*Short exercise*. Can you retype every record below exactly as written?
- - - -
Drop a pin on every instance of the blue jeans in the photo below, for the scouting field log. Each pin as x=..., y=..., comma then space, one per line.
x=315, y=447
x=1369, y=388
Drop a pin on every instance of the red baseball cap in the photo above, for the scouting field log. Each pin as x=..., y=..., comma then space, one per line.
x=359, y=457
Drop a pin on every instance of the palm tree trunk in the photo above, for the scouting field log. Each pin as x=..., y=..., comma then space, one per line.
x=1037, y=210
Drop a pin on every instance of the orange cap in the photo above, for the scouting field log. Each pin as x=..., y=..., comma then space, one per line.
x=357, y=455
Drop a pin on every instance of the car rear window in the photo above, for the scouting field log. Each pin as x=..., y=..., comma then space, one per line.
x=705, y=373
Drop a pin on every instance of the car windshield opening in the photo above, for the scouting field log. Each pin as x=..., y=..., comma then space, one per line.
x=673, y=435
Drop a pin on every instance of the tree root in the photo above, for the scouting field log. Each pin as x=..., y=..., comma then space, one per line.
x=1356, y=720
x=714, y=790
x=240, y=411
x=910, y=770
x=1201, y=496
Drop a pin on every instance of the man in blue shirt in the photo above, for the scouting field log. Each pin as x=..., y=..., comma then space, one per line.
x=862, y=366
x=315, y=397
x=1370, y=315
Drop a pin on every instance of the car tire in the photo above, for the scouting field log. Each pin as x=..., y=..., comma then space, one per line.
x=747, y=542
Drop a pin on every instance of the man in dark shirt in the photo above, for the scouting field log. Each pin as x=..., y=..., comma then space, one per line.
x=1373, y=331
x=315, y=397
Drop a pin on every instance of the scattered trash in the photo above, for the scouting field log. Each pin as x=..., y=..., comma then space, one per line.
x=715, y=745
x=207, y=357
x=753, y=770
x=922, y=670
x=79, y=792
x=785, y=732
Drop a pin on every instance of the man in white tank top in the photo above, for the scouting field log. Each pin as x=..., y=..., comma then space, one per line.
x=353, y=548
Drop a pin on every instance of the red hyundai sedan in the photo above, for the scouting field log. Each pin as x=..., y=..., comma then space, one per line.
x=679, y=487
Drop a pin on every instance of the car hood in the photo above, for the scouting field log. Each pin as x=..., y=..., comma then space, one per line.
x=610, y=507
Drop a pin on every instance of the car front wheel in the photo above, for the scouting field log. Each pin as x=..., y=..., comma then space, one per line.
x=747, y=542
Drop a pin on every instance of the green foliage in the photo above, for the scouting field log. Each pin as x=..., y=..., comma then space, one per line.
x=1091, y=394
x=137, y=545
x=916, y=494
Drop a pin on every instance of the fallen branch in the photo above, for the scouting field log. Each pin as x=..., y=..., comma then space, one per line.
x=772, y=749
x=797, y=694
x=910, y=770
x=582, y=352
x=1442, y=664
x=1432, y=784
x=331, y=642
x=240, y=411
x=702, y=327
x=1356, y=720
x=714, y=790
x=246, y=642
- - - -
*Expected answer*.
Drop a pin on every instance of the blue jeans in the photo below, for the scouting field log. Each pin as x=..., y=..., comma then space, one per line.
x=315, y=447
x=1369, y=388
Drop a pin on every instance of the red baseball cap in the photo above, for the scouting field log. Each pin as x=..., y=..., comma then space, one per line.
x=359, y=457
Drop a pin on every instance of the palm tree trunk in the photo above, for the scouting field log. Each pin as x=..., y=..., comma then space, one per line.
x=1037, y=210
Drop a pin on every instance of the orange cap in the photo above, for the scouting field log. Each pin as x=..., y=..., comma then space, one per line.
x=357, y=455
Drop a pin on every instance of the car rear window in the photo above, for the scouting field log. Each pin as x=..., y=..., comma then space, one per line.
x=705, y=373
Drop a pin on every instance of the car windshield opening in the photo above, for the scouting field log. Each pin as x=..., y=..., comma then space, one per line.
x=673, y=435
Drop a pin on every instance of the tree root in the photo above, for the scouting field log. Each pin as x=..., y=..., comma then space, one per line.
x=1356, y=720
x=714, y=790
x=240, y=411
x=910, y=770
x=1201, y=496
Drop a pin on every instance of the man in blue shirt in the photo above, for the scouting field log. Each pin as x=..., y=..., comma then space, one per line.
x=862, y=366
x=315, y=397
x=1370, y=315
Drop a pin on every instance of the car tire in the photo above, for the scouting field log. Each pin as x=..., y=..., comma then space, one per line.
x=747, y=542
Drop a pin on every instance of the man in dark shirt in the photo above, for the scouting field log. Each pin as x=..., y=..., comma then space, one per line.
x=1373, y=331
x=315, y=397
Drop a pin on every instance of the scattered trash in the photo above, for the scouting field log. Each pin as x=..., y=..., comma then space, one per line.
x=715, y=745
x=207, y=357
x=753, y=770
x=922, y=670
x=79, y=792
x=785, y=732
Drop a pin on every instance of the man in white tank top in the photo above, for the scouting field log. Each pin as x=..., y=..., comma then space, one per line.
x=353, y=548
Drop a pin on every instance of the red hyundai sedan in the photo above, for the scouting field log. Each pin as x=..., y=..., comma then space, one per line.
x=679, y=487
Drop a pin on every instance of the car hood in the photo above, for the scouting field log. Each pin as x=..., y=..., comma then space, one per line.
x=610, y=507
Drop a pin on every instance of the car front wheel in the photo above, for the scouting field log. Each pin as x=..., y=..., comma then space, one per line.
x=747, y=542
Drop a pin on every instance of the green foliage in the photo above, for the scouting field log. Each pin as x=..., y=..., comma then space, one per line.
x=1091, y=394
x=137, y=545
x=916, y=494
Drop a pin on every instance of the fallen branch in the photo above, for the scouting field log. Each pin as x=..., y=..., comma then space, one per line.
x=772, y=749
x=797, y=694
x=910, y=770
x=582, y=352
x=1442, y=664
x=1432, y=784
x=331, y=642
x=240, y=411
x=702, y=327
x=1356, y=720
x=714, y=790
x=246, y=642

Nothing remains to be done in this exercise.